- **Source data**:
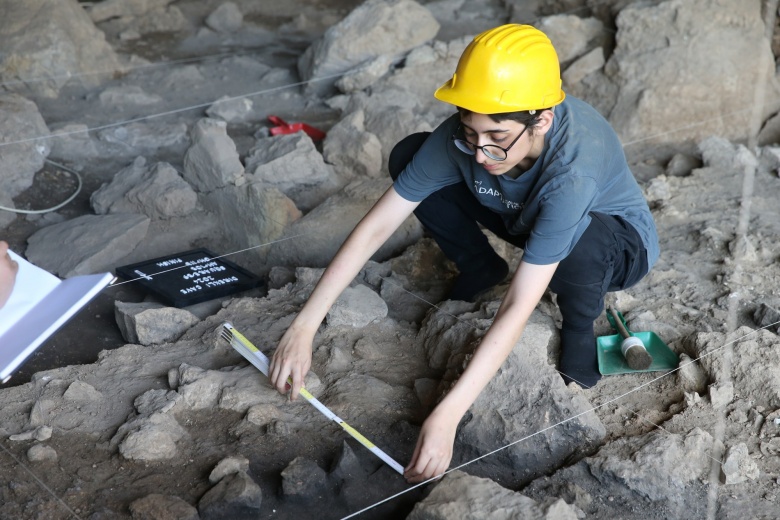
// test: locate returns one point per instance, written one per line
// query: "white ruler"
(244, 347)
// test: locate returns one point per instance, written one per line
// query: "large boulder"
(526, 399)
(157, 191)
(325, 228)
(20, 125)
(86, 244)
(47, 43)
(374, 28)
(671, 67)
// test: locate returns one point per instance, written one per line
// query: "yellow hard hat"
(506, 69)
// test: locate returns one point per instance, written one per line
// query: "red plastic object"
(282, 127)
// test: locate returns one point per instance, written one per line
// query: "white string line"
(169, 112)
(121, 69)
(213, 258)
(564, 421)
(40, 482)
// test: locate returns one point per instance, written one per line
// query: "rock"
(590, 62)
(107, 9)
(347, 466)
(691, 376)
(72, 143)
(212, 161)
(41, 453)
(230, 109)
(140, 137)
(19, 161)
(374, 28)
(681, 165)
(303, 478)
(292, 164)
(228, 466)
(526, 396)
(738, 466)
(157, 191)
(41, 433)
(649, 465)
(153, 401)
(658, 83)
(49, 43)
(768, 316)
(123, 95)
(87, 244)
(352, 150)
(81, 391)
(252, 214)
(356, 307)
(570, 34)
(226, 18)
(162, 507)
(150, 438)
(152, 323)
(235, 496)
(365, 75)
(460, 495)
(721, 394)
(328, 225)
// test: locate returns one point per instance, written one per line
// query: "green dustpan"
(611, 360)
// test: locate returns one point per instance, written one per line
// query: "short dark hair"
(529, 118)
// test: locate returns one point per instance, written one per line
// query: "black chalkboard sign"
(191, 277)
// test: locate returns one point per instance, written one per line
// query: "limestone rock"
(108, 9)
(352, 150)
(374, 28)
(146, 136)
(151, 437)
(526, 396)
(590, 62)
(292, 164)
(650, 464)
(252, 214)
(738, 466)
(328, 225)
(228, 466)
(657, 82)
(302, 478)
(20, 121)
(235, 496)
(357, 307)
(226, 18)
(87, 244)
(151, 323)
(212, 160)
(162, 507)
(230, 109)
(49, 43)
(157, 191)
(570, 34)
(41, 453)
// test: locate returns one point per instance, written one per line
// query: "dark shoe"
(579, 361)
(471, 284)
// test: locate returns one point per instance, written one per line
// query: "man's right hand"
(291, 360)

- **Problem requirements**:
Return the whole listing, word for word, and leave out every picture.

- **Exercise answer**:
// test: locate returns one point per instance, written one per line
// query: "white ruler"
(244, 347)
// test: locate returns one point per instance, written one per line
// query: "large boulder"
(526, 399)
(157, 191)
(325, 228)
(20, 125)
(86, 244)
(47, 43)
(374, 28)
(671, 67)
// test: locate returns one point per instance, written one per line
// query: "yellow hard hat"
(506, 69)
// test: locate returns one point per instance, written one per line
// query: "red plastic object"
(282, 127)
// test: locate returns one point per instance, written one per line
// query: "white string line"
(169, 112)
(121, 69)
(213, 258)
(564, 421)
(40, 482)
// test: locate returns one point per instance, written one per line
// query: "rock"
(590, 62)
(107, 9)
(347, 466)
(691, 376)
(72, 143)
(212, 161)
(41, 453)
(230, 109)
(140, 137)
(19, 161)
(374, 28)
(681, 165)
(303, 478)
(292, 164)
(228, 466)
(526, 396)
(738, 466)
(157, 191)
(41, 433)
(649, 465)
(153, 401)
(658, 83)
(49, 43)
(768, 316)
(123, 95)
(87, 244)
(352, 150)
(81, 391)
(252, 214)
(356, 307)
(570, 34)
(226, 18)
(162, 507)
(150, 438)
(152, 323)
(235, 496)
(365, 75)
(460, 495)
(721, 394)
(328, 225)
// test: locate returns one point per instance, written one per line
// query: "green dustpan"
(611, 360)
// test: locate returns one point per instance, written one per line
// query: "short dark hair"
(529, 118)
// test: locate returns one point per instance, written one per line
// query: "black chalkboard sign"
(191, 277)
// test: locate returns one point per instance, written one per line
// query: "limestone rock"
(108, 9)
(352, 150)
(374, 28)
(146, 136)
(151, 437)
(526, 396)
(590, 62)
(292, 164)
(650, 464)
(252, 214)
(738, 466)
(328, 225)
(228, 466)
(657, 82)
(302, 478)
(20, 121)
(235, 496)
(357, 307)
(226, 18)
(87, 244)
(151, 323)
(212, 160)
(162, 507)
(230, 109)
(49, 43)
(157, 191)
(570, 34)
(41, 453)
// test: locate returns one point per instance, written one per line
// query: "dark shoe"
(579, 361)
(471, 284)
// test: locate returns one point per instance, written one per line
// query: "man's right hand"
(291, 360)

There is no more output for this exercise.